* start Text provided *

When useing Emoze over GPRS/3G the amount of traffic used simply for the polling is miniscule and itself doesn't appear to mount up to anything - what does create traffic is the emails themselves (email content size) which in itself can be restricted by emoze to a set number of characters per email (mine set to 300) and to ask before downloading attachments.
Big thank's!!
Great software!
I too use emoze for push (OWA) and it's great.
I did notice though, that I missed a voice call the other day even though the phone was right there on the desk next to me. The caller said later that his call went straight through to my voicemail as if I was aleady on a call when he called.
The only thing I can put it down to is that perhaps an email push event was underway when the voice-call tried to connect.
Anybody else experience this?
I was under the impression that the phone itself controls the settings for data vs voice call priority? (as in whether to let a call through if on a data connection or divert it to answerphone) it's somewhere in the settings, maybe double check it's set correctly? failing that I have no idea why it would glitch to not allow a call through or not I don't know, i've accepted calls while i've been actively downloading webpages etc (not just viewing a downloaded page) so it's quite puzzling!

* end Text provided *
* start Data block *

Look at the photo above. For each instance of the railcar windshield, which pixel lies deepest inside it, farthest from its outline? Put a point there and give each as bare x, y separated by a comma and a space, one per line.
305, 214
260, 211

* end Data block *

Your goal: In the Emoze discussion, what per-email character limit does the first post report having set? The listing is not needed for this exercise.

Complete answer: 300 characters per email.